======== THE RECORDS

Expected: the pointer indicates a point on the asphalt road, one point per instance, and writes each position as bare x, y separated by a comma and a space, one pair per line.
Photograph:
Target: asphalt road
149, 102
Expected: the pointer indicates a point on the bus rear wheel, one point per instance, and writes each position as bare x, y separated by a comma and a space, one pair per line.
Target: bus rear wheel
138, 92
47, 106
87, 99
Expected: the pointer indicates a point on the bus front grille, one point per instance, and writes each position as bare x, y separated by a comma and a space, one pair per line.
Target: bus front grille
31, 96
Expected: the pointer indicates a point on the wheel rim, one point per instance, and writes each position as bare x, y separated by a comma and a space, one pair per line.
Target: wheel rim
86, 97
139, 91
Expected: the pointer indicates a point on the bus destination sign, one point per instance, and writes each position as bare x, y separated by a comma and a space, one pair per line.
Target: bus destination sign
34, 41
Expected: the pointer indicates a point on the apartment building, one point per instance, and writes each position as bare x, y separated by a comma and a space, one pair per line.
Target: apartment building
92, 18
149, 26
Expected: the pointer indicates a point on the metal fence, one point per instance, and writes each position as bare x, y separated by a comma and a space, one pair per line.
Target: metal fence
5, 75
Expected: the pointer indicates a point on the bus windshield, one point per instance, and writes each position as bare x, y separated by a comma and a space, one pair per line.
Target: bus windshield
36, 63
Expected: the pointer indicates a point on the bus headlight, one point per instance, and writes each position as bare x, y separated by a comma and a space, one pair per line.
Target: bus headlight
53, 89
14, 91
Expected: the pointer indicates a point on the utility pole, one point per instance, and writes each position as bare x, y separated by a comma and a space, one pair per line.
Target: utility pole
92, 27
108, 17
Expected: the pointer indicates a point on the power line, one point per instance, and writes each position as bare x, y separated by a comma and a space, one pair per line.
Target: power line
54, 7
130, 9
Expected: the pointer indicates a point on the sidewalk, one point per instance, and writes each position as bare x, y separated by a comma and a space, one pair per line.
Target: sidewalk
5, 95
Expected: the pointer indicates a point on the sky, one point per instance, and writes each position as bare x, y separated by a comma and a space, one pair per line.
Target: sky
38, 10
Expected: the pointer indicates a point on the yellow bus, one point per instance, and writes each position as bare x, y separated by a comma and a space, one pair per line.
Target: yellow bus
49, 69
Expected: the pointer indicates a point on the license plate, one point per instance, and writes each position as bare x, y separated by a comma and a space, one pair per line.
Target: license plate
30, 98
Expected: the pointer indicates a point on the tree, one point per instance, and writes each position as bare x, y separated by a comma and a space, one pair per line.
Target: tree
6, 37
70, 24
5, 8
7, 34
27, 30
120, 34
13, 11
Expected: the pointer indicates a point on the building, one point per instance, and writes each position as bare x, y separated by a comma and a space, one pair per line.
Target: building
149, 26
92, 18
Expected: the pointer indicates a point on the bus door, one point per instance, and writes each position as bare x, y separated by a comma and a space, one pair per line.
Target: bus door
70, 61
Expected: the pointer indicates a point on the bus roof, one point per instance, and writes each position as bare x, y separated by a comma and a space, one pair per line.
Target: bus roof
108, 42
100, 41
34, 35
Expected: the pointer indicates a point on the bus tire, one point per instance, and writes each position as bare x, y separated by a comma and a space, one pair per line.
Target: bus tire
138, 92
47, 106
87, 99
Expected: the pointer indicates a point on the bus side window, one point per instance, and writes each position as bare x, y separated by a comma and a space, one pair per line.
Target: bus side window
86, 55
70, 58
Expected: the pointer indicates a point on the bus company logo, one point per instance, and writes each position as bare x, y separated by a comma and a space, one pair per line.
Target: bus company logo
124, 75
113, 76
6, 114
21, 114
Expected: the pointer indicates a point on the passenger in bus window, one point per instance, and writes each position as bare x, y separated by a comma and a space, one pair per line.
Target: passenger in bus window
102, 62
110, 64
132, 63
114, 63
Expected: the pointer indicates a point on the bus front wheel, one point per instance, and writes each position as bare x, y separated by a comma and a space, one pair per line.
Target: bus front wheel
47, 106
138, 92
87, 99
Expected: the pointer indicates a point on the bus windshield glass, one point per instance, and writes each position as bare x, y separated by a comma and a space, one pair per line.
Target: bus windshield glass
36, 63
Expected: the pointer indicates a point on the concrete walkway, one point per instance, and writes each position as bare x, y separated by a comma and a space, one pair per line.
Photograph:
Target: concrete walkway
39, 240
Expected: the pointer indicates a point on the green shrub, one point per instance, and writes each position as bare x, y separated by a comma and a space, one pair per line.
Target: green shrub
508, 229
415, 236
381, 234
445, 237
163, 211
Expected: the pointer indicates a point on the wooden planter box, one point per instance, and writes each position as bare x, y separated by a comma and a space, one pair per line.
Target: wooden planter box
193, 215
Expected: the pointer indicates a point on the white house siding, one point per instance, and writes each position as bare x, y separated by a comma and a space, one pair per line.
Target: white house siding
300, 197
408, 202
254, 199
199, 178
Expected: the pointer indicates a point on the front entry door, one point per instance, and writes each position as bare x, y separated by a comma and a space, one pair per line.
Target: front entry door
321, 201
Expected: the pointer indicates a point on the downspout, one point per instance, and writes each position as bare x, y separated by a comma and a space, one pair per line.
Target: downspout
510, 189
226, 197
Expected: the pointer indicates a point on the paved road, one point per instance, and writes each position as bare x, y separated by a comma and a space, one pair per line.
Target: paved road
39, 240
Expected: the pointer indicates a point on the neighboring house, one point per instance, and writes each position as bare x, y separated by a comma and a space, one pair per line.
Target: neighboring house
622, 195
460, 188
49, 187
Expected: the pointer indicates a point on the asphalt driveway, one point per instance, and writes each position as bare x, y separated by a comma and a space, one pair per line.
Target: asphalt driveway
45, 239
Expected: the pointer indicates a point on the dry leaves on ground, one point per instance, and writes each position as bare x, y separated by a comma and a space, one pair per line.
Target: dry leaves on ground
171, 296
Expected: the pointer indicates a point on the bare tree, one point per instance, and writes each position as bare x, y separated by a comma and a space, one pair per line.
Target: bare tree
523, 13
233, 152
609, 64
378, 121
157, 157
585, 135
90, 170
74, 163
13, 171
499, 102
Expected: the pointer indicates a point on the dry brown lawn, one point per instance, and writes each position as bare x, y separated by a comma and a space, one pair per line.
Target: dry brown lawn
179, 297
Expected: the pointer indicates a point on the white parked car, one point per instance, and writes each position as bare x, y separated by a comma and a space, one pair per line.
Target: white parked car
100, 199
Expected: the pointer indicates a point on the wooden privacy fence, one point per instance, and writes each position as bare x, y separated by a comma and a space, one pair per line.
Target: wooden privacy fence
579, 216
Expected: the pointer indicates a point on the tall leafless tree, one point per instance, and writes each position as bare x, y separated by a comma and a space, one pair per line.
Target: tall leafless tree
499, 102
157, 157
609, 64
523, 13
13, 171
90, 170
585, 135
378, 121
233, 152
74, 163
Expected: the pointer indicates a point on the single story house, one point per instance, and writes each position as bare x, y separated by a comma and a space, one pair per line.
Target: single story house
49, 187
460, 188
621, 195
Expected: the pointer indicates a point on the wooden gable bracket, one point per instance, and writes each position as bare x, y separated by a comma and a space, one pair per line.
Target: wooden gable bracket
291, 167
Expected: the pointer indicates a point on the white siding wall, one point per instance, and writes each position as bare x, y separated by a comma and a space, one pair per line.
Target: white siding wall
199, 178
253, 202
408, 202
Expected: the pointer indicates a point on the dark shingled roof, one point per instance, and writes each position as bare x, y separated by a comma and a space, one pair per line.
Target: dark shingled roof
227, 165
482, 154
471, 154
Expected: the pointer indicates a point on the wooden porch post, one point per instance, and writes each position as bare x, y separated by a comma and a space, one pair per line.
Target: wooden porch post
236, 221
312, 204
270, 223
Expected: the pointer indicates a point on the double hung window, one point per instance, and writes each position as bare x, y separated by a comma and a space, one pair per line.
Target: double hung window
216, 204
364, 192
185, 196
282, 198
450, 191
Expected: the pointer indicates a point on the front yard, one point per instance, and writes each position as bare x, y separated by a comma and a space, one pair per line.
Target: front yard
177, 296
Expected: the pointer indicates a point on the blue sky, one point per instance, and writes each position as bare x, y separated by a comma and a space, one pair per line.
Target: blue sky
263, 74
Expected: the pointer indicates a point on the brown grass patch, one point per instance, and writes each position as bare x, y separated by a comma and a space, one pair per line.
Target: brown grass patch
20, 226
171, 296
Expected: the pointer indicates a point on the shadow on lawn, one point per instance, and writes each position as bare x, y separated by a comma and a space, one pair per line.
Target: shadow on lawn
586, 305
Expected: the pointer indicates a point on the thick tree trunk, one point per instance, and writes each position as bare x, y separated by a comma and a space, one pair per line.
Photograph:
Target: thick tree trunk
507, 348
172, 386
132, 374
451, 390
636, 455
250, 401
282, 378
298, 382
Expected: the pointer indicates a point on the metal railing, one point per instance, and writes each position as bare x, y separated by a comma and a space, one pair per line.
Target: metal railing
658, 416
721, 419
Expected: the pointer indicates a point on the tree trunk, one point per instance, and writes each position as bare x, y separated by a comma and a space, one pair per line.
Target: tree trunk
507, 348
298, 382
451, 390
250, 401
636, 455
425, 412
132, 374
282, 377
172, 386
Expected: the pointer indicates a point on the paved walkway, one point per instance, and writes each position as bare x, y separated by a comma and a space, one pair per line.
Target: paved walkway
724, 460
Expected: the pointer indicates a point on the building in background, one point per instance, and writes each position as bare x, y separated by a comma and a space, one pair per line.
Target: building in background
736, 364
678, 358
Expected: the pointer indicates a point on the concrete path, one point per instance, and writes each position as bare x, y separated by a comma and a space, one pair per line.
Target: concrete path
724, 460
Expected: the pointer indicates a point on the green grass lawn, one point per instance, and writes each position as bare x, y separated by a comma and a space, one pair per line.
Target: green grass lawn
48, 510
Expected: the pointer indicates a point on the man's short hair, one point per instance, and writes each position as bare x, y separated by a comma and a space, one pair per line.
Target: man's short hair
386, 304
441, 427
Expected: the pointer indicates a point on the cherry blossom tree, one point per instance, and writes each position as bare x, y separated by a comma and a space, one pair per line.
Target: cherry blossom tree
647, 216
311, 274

================

Reproduce without change the part of the data above that opens with the line containing "Expected: the pointer indicates a point on the tree trunk, one" and runs to the end of the data.

RESULT OF THE TASK
Expected: the pointer indicates a point on the tree trunk, one point per instance, and writes each position as bare x, y separated by a comma and a space, one pair per line.
Target: tree trunk
507, 348
298, 382
451, 390
250, 401
636, 455
425, 412
132, 374
282, 377
172, 386
Expected: the pointer indicates a point on the paved walkway, one point per instance, and writes each position as bare x, y separated by a comma and a space, one pair per line.
Target: paved walkway
724, 460
Expected: the pointer indicates a point on the building in background, one point per instance, and writes each position as bare x, y separated by a comma and a space, one pair per line.
Target: building in background
736, 364
678, 358
Expected: the pointer indicates a point on the concrete path, one point per instance, and writes each position as bare x, y separated by a comma and a space, one pair per line.
Target: concrete path
724, 460
Expected: the pointer indicates a point on the green grass lawn, one point per instance, and writes each position as bare x, y separated by a comma and a space, one pair per line.
Target: green grass lawn
48, 510
Expected: the pointer indicates a point on the man's short hair, one point per instance, and writes each position as bare x, y separated by a comma and a space, one pair per line.
Target: man's short hair
386, 304
441, 427
Expected: the pointer indicates a point on the cherry blossom tree, one point per instance, and writes each position as bare x, y separated by a comma and a space, one pair per line.
Target: cherry blossom tree
647, 216
311, 274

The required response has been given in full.